(Task to complete) Copy out the rows below, swapping each "Exercise" for "Task" and changing nothing else.

(Exercise inputs)
· · · ·
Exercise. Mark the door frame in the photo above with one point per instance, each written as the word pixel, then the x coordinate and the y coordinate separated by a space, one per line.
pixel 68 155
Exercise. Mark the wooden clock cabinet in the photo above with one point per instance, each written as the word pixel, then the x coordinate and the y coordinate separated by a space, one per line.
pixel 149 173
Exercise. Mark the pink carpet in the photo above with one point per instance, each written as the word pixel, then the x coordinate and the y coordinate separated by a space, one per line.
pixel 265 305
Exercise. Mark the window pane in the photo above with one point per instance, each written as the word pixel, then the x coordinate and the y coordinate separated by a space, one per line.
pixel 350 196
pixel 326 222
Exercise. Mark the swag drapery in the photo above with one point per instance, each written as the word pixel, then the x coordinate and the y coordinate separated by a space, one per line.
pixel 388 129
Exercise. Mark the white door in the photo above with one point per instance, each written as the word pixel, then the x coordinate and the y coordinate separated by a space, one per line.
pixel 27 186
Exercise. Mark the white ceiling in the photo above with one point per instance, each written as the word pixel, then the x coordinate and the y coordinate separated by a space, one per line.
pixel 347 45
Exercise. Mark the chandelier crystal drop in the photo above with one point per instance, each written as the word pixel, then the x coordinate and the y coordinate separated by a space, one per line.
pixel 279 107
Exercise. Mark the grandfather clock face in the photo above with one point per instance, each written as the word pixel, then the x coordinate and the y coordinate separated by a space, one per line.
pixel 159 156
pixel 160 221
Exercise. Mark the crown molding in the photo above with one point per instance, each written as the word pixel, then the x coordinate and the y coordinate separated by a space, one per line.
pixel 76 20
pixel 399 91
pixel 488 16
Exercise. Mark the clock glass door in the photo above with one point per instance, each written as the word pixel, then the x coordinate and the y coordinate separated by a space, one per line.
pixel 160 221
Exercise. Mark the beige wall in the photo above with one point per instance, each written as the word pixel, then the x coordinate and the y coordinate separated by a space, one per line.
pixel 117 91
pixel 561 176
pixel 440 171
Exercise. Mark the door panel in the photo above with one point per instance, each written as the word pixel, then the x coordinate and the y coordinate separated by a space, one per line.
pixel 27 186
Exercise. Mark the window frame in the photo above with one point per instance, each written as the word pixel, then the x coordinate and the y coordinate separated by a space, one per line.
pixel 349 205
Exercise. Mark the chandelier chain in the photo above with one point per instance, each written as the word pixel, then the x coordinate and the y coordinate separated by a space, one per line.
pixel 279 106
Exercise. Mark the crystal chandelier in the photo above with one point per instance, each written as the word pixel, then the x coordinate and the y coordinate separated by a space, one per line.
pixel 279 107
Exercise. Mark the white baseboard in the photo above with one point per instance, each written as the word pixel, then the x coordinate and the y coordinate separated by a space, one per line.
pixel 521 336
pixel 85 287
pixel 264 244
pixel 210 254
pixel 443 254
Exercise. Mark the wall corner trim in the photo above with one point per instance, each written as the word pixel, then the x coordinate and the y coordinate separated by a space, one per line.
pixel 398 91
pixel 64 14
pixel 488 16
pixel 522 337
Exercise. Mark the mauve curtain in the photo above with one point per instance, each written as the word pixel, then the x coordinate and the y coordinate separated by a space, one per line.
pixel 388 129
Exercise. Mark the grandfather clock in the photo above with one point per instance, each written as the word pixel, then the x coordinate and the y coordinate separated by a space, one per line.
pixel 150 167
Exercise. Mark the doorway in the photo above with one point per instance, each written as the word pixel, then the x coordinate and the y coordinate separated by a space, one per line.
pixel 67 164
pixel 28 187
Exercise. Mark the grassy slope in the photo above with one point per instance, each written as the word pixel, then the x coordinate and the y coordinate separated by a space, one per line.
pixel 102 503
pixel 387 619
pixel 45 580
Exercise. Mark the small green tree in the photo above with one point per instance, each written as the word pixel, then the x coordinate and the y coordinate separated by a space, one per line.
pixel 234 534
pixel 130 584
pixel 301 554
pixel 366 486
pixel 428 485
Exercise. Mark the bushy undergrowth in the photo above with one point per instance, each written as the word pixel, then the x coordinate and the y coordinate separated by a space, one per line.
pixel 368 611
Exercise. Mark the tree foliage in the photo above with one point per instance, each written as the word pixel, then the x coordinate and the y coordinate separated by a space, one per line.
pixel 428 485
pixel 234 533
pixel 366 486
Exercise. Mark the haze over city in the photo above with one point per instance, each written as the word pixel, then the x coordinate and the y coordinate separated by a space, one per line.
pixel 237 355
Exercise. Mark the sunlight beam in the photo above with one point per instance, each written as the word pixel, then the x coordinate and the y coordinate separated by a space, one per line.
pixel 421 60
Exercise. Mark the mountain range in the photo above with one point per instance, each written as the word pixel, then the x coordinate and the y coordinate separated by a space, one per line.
· · · ·
(Solved exercise)
Task. Mark the door frame in the photo above with one point per instance, each written as the word pixel, then the x coordinate and the y coordinate separated by a space, one per line.
pixel 68 155
Task. Mark the wooden clock cabinet in the photo above with one point per instance, each written as the word pixel, then the x coordinate and the y coordinate separated by a space, one per line.
pixel 149 173
Task. Mark the pink carpet in the photo above with one point per instance, each written as the word pixel, then the x coordinate and the y coordinate separated by a space, one per line.
pixel 265 305
Task. Mark the window pane in the photo above with one point per instance, each written as the word pixel, then the x coordinate and the y coordinate separated by a space, one per line.
pixel 350 196
pixel 326 222
Task. Mark the swag drapery in the photo above with one point per instance, each written as the word pixel, then the x coordinate and the y coordinate separated by a space, one per line.
pixel 388 129
Task. Mark the white door in the photo above with one point per instance, each written as the word pixel, then the x coordinate and the y coordinate separated by a space, one per line.
pixel 27 186
Task. Mark the white ceiling in the photo above with one point per instance, each written as the word pixel, then the x coordinate and the y coordinate separated by a space, one per line.
pixel 347 45
Task. Mark the chandelier crystal drop in the photo above with one point per instance, each written as the word pixel, then the x coordinate and the y coordinate separated by a space, one per line.
pixel 279 107
Task. Mark the grandfather clock face in the photo above with one point per instance, each written as the word pixel, then the x coordinate and the y coordinate separated by a space, one per line.
pixel 159 156
pixel 160 221
Task. Mark the crown molding in the photo above with one point per instance, each written as the word pixel, then the x coordinate and the y coordinate separated by a space, one per line.
pixel 76 20
pixel 399 91
pixel 488 16
Task. Mark the clock glass door in the photo above with one point per instance, each written as the word pixel, then the x coordinate and the y coordinate separated by a space, one per line.
pixel 160 221
Task. Mark the beige wall in the photo above with one point per instance, each written as the word pixel, then the x coordinate and the y coordinate separated by a space, one per line.
pixel 117 91
pixel 561 176
pixel 440 171
Task. Mark the door panel in the photo above with one point per instance, each written as the word pixel, then the x coordinate and the y coordinate separated by a space, one per line.
pixel 27 186
Task. Mark the window frame in the photo above with one point per instance, each written as the word pixel, then the x coordinate and the y coordinate separated by a space, one per line.
pixel 349 205
Task. Mark the chandelier chain in the photo above with one point per instance, each written as the word pixel, then the x coordinate and the y coordinate separated by a space, one per line.
pixel 279 106
Task. Mark the crystal chandelier in the photo above with one point per instance, each written as the word pixel, then the x coordinate and the y coordinate separated by a space, one per line.
pixel 279 107
Task. Mark the white baseboard in the photo above with one point per instance, each written as the word pixel, then the x coordinate and the y coordinate separated by a space, one per line.
pixel 521 336
pixel 85 287
pixel 264 244
pixel 210 254
pixel 443 254
Task. Mark the wall corner trim in the photo above with one point per instance, each written as the word pixel, then the x coordinate and the y coordinate separated by a space, one per line.
pixel 398 91
pixel 64 14
pixel 488 16
pixel 522 337
Task. Mark the mauve curtain in the photo above with one point per instance, each written as the word pixel, then the x coordinate and the y coordinate separated by a space, one per line.
pixel 388 129
Task. Mark the grandfather clock in the photo above with one point per instance, each written as the word pixel, then the x coordinate and the y coordinate separated by a space, one per line.
pixel 150 167
Task. Mark the doorway in the photo above with one point per instance, each written as the word pixel, then the x coordinate and the y coordinate separated by a space, one per line.
pixel 67 164
pixel 28 187
Task. Mark the grassy slope in the photo above with one point per instance, each written as the word pixel, then the x coordinate and the y coordinate separated by a space, one per line.
pixel 102 503
pixel 387 619
pixel 45 580
Task. Mark the small green tree in the photo above with one point per instance, each written as the word pixel, then the x coordinate and the y coordinate separated by a space, one per line.
pixel 234 534
pixel 130 584
pixel 301 554
pixel 366 486
pixel 428 485
Task. Mark the bushy undergrowth in the photo above with one point per instance, each written as the word pixel, then the x coordinate and the y coordinate separated by a space, one per line.
pixel 368 611
Task. Mark the tree foliage in the photo above with one point per instance, each written as the word pixel, then the x coordinate and the y coordinate separated by a space, one per line.
pixel 428 485
pixel 234 533
pixel 366 486
Task. Mark the haze over city in the photo above with one point per instance, each written as the word pixel, then the x coordinate and the y coordinate separated by a space, one per line.
pixel 237 355
Task. Mark the sunlight beam in the photo above with one point per instance, each written as the word pixel, then the x coordinate and the y coordinate separated by a space, one per line.
pixel 421 60
Task. Mark the mountain range in the photo above with one point per instance, each written as the word pixel, then the x coordinate and the y coordinate separated by a space, one per line.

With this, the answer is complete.